● What to do:
A single number is the answer: the count of lines in the records that hold the word "panel".

Stored data entries:
########################################
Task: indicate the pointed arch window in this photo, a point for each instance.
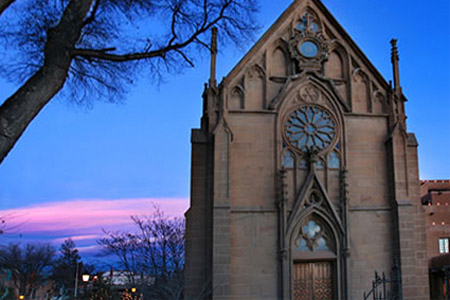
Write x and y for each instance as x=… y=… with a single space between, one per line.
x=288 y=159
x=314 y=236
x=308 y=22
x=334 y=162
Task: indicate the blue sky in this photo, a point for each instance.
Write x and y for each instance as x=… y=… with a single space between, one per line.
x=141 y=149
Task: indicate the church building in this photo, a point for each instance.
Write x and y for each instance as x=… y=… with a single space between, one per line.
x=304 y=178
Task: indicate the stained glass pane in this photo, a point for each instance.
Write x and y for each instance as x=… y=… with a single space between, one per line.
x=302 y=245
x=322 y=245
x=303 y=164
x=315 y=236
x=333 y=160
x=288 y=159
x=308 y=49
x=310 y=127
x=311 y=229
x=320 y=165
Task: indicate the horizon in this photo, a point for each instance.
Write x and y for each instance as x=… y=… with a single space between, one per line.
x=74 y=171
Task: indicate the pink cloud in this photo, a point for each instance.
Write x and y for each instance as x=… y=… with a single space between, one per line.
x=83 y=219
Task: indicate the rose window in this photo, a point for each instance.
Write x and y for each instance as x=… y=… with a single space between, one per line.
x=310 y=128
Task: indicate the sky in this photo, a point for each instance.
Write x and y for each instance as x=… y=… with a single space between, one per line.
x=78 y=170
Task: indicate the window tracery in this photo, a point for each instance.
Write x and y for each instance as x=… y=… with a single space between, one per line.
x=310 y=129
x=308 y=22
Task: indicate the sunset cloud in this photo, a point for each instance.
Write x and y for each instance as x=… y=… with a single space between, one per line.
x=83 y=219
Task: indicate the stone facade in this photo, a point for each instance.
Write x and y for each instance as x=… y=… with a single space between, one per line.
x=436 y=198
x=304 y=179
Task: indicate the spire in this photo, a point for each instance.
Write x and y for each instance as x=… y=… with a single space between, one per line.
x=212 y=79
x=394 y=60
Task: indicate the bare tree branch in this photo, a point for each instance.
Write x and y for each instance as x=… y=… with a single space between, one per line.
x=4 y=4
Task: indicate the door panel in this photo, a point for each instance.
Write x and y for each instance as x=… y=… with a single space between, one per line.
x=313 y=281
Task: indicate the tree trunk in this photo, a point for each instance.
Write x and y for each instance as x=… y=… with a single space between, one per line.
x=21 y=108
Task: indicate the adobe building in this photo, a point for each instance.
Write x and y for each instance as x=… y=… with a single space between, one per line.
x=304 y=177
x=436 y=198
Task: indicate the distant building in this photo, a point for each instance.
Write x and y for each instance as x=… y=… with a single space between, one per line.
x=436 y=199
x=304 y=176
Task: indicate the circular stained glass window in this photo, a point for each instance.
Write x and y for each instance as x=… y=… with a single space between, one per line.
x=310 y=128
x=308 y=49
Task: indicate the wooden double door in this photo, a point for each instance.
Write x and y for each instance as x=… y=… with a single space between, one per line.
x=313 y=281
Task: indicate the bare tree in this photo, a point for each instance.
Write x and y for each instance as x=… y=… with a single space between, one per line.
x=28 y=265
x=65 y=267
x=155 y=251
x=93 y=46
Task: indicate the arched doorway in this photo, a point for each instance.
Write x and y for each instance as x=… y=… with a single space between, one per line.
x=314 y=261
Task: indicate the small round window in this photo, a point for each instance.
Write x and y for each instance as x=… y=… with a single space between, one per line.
########################################
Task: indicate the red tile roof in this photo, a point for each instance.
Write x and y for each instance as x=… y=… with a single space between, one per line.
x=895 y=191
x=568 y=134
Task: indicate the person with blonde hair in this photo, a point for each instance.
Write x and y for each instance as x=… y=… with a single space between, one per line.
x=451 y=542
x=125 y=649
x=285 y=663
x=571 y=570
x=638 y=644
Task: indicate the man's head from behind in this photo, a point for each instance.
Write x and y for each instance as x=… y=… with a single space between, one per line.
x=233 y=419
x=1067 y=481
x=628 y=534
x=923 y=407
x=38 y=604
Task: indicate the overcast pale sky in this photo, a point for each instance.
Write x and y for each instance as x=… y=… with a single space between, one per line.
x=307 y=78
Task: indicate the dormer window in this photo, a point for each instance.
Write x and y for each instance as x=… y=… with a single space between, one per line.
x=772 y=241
########################################
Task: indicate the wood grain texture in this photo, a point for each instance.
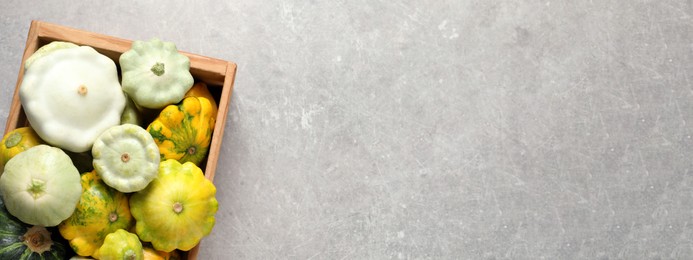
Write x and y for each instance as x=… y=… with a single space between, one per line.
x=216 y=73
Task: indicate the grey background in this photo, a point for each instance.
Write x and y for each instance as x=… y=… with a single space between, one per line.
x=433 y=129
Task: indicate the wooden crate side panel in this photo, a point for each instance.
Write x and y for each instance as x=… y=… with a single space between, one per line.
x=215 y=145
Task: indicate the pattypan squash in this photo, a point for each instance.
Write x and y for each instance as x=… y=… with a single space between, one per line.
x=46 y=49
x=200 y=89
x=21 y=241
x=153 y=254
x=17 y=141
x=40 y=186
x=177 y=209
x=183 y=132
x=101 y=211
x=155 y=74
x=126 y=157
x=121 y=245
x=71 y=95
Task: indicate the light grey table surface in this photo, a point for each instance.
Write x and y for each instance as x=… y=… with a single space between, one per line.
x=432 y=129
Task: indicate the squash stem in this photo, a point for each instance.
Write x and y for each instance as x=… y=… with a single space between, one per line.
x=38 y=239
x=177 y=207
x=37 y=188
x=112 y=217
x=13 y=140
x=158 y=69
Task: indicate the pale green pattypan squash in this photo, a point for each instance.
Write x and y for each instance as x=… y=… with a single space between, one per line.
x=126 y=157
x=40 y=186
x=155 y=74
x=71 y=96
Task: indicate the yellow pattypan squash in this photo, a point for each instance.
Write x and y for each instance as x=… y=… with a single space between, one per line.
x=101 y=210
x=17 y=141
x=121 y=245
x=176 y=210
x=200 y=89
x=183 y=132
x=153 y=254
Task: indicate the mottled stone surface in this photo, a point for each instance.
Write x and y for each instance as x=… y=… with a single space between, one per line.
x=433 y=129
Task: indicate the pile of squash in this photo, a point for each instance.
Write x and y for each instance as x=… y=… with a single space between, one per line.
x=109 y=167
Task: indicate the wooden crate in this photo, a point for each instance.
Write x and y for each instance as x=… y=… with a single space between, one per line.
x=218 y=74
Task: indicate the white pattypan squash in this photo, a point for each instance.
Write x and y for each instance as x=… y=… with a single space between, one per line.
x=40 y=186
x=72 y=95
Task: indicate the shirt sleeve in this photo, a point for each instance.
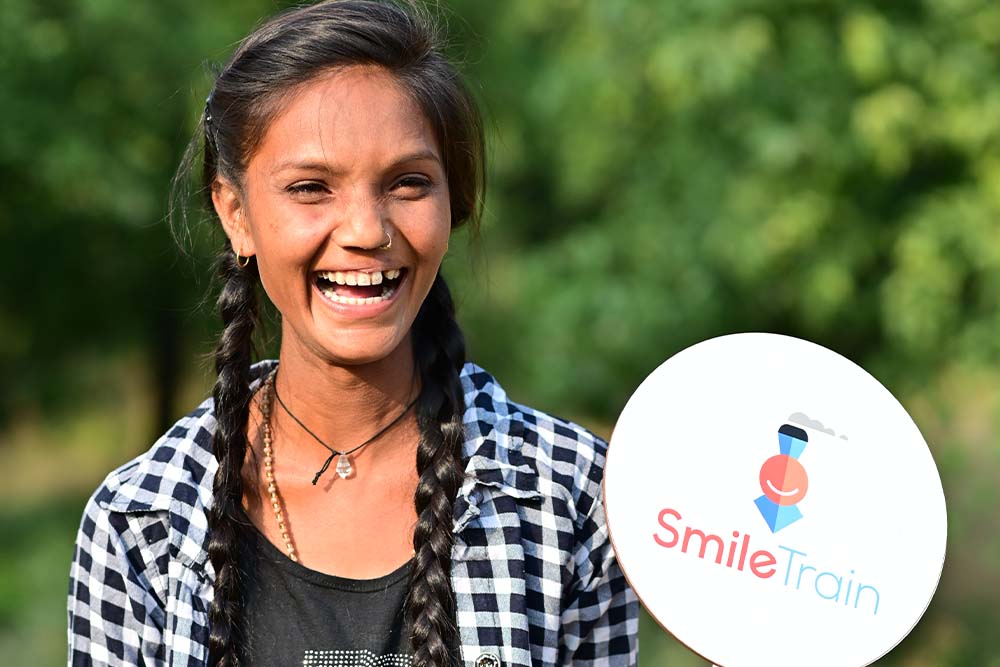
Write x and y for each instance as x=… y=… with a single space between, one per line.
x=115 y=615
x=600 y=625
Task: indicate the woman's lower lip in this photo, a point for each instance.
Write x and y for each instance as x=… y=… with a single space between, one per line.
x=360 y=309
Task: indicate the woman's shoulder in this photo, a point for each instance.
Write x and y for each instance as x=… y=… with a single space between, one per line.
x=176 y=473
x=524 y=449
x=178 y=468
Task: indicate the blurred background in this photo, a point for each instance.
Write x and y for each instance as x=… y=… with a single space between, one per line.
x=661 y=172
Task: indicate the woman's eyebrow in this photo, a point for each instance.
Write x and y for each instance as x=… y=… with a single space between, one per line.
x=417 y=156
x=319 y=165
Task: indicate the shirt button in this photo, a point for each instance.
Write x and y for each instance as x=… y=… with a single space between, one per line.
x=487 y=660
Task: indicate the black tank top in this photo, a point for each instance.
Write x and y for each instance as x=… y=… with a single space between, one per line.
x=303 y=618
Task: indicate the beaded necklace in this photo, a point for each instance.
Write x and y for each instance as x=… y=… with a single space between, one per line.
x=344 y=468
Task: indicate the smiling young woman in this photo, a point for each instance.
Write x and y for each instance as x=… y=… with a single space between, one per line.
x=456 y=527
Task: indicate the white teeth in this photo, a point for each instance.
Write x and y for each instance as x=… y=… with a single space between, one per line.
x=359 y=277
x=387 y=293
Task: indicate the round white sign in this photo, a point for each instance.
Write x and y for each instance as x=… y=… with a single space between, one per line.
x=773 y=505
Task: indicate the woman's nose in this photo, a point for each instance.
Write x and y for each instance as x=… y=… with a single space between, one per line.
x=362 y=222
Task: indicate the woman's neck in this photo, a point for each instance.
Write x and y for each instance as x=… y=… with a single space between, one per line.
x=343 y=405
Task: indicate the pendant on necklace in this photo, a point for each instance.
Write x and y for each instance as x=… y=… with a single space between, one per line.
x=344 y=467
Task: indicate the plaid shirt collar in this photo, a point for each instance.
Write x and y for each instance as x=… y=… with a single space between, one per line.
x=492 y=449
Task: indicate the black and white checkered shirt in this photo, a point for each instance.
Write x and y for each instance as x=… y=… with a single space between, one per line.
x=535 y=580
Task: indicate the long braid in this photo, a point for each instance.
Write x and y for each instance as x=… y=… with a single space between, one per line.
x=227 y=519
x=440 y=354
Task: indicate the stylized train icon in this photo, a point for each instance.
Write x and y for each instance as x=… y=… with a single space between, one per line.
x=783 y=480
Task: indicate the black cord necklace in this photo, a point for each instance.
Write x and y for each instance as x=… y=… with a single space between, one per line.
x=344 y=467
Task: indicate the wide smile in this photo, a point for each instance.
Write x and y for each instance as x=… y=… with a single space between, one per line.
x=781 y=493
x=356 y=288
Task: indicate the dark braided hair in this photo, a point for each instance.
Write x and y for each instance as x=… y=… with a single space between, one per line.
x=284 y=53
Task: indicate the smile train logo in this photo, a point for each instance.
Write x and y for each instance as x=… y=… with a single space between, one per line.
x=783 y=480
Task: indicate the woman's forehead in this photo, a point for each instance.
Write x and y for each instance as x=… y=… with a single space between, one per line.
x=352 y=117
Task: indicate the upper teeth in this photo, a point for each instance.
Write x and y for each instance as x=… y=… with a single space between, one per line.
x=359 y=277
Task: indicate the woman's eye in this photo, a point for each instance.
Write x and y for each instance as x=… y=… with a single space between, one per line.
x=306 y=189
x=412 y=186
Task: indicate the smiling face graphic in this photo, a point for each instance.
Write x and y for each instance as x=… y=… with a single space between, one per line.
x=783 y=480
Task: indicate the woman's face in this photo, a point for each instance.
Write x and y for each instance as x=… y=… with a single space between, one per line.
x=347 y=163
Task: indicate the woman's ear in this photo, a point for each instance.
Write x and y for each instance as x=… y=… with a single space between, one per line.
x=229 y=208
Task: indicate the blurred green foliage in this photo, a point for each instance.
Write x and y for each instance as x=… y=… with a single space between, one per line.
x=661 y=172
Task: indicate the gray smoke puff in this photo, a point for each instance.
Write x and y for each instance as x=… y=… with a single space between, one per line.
########################################
● Task response:
2